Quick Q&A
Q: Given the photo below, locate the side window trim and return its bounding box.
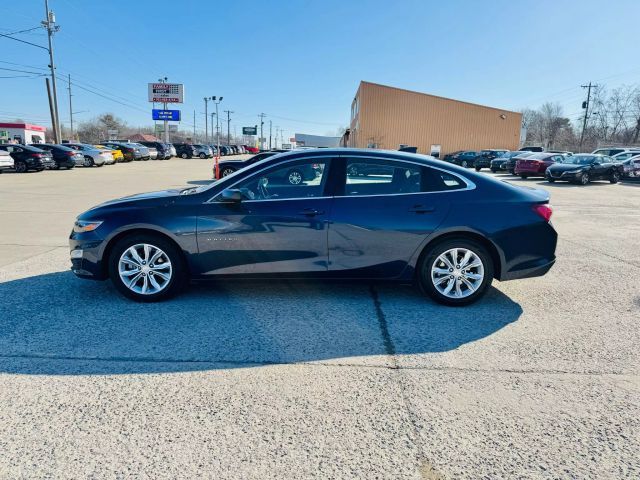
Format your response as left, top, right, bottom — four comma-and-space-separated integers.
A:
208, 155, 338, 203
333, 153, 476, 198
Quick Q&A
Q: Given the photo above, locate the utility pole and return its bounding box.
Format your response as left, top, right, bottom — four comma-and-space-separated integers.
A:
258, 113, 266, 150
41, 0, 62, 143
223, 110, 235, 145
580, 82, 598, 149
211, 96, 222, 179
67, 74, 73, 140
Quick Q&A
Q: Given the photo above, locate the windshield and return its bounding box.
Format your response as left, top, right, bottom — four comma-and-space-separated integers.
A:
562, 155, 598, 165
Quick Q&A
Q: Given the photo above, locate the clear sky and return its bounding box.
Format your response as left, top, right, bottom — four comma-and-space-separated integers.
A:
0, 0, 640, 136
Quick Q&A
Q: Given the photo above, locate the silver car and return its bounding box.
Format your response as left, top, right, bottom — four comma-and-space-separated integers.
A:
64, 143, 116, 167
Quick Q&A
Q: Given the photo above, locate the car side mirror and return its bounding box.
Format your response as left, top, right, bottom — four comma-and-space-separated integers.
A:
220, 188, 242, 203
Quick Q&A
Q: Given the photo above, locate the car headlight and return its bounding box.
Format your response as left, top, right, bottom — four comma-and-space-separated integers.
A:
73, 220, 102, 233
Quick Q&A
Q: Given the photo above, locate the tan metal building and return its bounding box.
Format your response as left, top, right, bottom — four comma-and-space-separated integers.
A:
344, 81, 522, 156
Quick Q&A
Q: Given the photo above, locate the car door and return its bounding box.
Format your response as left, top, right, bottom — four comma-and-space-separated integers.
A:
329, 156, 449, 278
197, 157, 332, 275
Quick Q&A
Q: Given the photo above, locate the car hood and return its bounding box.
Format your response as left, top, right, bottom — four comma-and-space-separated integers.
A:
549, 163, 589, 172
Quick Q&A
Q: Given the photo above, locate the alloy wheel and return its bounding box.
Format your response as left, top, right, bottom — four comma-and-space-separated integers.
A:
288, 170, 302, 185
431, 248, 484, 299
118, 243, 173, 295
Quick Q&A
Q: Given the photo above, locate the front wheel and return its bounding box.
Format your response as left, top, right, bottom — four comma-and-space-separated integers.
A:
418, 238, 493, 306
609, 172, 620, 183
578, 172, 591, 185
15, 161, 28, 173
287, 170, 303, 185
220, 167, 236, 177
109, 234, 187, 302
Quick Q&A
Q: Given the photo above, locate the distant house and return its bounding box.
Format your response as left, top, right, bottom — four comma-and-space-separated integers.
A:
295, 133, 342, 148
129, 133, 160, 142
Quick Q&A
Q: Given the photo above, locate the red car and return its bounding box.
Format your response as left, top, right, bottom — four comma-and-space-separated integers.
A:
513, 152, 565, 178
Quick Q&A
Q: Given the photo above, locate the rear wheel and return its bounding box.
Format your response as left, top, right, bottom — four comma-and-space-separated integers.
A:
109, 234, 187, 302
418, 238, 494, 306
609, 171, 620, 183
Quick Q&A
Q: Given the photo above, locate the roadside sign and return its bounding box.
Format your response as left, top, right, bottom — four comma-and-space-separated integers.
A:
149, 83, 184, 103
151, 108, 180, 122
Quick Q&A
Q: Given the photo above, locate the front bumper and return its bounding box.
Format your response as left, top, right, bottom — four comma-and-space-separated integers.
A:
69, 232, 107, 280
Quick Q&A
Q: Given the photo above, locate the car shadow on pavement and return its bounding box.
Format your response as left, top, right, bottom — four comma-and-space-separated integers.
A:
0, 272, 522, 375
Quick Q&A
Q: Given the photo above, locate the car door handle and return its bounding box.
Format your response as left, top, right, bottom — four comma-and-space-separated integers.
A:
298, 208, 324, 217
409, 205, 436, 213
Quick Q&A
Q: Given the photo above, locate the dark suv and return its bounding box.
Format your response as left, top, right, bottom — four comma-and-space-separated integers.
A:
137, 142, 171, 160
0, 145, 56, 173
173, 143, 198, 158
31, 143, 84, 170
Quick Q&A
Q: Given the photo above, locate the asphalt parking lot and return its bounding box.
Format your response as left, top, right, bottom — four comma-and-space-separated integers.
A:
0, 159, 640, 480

* * *

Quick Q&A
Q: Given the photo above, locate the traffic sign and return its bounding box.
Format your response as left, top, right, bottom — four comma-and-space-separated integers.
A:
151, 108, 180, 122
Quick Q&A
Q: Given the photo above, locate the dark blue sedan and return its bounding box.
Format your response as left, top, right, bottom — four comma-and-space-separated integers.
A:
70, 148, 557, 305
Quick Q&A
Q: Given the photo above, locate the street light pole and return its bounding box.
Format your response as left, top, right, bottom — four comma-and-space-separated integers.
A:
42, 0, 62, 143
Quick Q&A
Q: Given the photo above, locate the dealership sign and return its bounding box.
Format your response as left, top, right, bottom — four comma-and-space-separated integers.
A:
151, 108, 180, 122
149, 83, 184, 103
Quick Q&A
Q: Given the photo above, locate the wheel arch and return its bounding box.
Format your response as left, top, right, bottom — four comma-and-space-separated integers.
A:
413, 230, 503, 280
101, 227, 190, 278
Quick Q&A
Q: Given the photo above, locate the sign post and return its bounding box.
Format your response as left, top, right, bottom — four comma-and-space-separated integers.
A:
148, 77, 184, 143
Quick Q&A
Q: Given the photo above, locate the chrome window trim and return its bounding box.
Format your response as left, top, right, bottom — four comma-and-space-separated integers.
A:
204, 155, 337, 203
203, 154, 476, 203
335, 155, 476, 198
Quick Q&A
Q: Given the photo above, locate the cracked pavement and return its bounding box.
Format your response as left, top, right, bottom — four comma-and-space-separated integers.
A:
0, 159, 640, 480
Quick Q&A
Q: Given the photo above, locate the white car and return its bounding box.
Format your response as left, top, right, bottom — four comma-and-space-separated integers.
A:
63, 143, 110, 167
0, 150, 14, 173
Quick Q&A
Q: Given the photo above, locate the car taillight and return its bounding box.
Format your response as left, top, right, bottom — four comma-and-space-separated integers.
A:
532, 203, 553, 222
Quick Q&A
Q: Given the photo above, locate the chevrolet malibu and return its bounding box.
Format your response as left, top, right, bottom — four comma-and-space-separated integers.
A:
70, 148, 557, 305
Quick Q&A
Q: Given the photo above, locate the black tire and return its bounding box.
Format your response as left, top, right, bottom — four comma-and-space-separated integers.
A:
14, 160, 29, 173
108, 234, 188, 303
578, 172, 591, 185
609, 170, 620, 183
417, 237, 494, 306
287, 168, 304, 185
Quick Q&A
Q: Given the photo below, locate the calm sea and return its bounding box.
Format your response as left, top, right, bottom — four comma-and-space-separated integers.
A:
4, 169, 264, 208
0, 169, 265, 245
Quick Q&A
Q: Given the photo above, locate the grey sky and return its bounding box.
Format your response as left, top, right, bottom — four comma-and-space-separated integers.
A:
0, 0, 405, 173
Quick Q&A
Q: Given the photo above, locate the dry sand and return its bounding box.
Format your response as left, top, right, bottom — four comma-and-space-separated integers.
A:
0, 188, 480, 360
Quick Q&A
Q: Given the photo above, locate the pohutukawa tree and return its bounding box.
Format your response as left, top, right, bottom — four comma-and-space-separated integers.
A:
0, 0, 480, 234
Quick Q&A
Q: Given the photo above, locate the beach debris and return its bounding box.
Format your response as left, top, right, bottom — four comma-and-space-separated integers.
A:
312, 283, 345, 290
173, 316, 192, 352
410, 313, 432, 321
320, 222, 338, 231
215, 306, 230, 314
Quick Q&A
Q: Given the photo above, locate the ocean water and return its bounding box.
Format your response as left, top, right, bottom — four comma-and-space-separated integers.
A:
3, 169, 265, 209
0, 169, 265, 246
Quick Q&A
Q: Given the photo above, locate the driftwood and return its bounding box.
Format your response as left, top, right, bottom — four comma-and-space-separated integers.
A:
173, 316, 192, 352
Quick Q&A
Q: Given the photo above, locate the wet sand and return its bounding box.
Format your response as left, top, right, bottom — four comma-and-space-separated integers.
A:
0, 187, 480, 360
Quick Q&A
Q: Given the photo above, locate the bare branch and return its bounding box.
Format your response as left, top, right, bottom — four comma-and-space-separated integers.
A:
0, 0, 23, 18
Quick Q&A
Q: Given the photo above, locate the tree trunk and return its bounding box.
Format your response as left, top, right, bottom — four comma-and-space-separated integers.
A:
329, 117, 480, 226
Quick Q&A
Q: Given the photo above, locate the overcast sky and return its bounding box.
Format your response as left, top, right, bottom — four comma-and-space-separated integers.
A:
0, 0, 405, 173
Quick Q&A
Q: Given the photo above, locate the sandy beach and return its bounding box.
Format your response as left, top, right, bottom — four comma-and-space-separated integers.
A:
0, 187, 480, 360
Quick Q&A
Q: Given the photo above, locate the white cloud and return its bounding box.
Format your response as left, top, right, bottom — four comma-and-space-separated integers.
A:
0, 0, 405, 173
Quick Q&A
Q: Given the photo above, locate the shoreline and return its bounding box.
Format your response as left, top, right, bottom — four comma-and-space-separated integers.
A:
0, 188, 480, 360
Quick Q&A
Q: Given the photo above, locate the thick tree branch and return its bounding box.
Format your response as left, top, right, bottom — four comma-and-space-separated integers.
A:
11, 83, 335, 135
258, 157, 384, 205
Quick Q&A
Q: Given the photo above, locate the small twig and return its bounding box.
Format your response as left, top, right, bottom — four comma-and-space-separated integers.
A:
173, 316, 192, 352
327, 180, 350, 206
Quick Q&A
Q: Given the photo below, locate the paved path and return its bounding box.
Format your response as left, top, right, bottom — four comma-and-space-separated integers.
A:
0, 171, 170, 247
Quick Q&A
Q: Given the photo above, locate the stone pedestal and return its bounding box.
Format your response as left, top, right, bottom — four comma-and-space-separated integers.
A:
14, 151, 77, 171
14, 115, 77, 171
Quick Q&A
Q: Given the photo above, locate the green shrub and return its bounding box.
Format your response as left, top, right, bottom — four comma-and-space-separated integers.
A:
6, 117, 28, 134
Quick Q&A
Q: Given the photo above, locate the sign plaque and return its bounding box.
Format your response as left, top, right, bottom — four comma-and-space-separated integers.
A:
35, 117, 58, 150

## Problem details
State how many lines of the data above contain the word "white", counting case as significant. Give only the number.

## Finished answer
2